• Source:
——————————
Utu v. Aumoeualogo

MORROW, Chief Justice.

This is an appeal by Vaauli Siaopo Utu in the case (No. 76-1964) of Vaauli Siaopo Utu, Vita Salanoa, and John Valasi v. Aumoeualogo heard by the Trial Division on *908April 28, 29 and 30, 1964. Valasi withdrew as a party in the case during the trial in the lower court. Vita Salanoa did not appeal.

The Trial Division entered a decree to the effect that appellee “Salofi P. Aumoeualogo be registered as the holder of the matai title Salanoa attached to the village of Tula upon his resignation from any matai title he may presently hold within three weeks from the date of this decree.”

Yaauli has appealed from the decree.
——————————
• Information given:

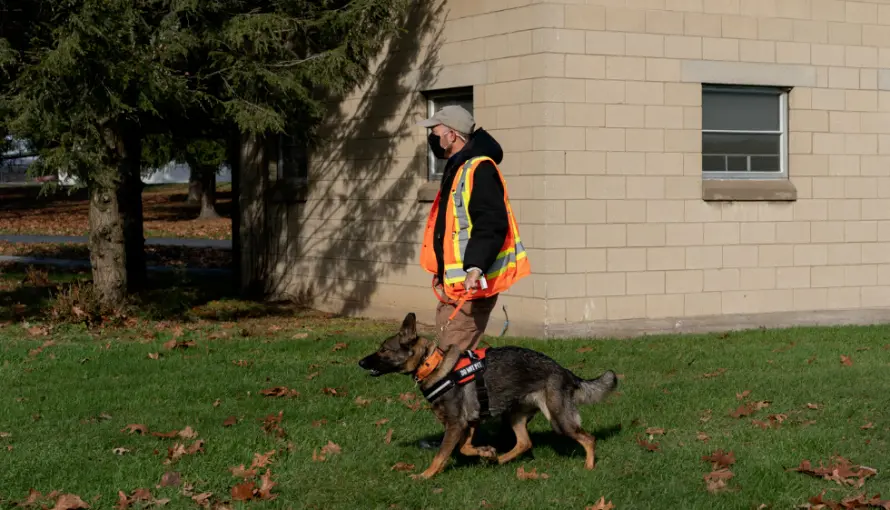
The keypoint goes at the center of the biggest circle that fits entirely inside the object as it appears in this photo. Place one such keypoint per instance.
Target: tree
——————————
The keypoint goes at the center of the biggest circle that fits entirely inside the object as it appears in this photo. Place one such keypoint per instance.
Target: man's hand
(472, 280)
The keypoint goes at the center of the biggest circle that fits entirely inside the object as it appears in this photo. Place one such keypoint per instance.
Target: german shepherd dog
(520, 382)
——————————
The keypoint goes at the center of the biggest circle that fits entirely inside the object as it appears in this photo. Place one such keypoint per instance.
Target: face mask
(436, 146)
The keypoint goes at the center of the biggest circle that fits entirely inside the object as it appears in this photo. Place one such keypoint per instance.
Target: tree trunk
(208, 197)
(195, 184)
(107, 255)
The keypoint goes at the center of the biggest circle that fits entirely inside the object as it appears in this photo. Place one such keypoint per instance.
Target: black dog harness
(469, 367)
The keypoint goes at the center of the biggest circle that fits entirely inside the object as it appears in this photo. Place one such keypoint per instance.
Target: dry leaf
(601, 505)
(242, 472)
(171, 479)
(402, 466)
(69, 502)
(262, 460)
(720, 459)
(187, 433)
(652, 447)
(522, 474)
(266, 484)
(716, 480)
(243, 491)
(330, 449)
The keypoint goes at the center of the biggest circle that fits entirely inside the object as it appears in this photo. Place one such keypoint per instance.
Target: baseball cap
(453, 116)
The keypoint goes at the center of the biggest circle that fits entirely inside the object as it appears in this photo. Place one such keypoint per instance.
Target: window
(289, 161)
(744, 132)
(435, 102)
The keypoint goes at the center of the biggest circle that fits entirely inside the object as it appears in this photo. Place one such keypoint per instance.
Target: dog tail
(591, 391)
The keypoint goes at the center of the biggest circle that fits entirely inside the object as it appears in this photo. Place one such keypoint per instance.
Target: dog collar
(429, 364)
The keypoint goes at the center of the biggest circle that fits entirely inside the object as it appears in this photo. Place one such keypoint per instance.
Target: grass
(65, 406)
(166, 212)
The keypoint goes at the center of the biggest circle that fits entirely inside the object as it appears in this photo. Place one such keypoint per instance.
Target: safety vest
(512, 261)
——————————
• Exercise instructions: Continue the appellate opinion in Utu v. Aumoeualogo, starting after its last sentence.

• Output for this task:
Sec. 6.0107 of the A. S. Code provides that

“in the trial of matai title cases, the High Court shall be guided by the following considerations in the priority listed:
“First: The best hereditary right in which the male and female descendants shall be equal in families where this has been customary, otherwise the male descendant shall prevail over the female.
Second: The wish of the majority or plurality of those clans of the family as customary in that family.
Third: The forcefulness, character, personality, and knowledge of Samoan customs.
Fourth: The value of the holder of the matai title to the family, the village, and the country.”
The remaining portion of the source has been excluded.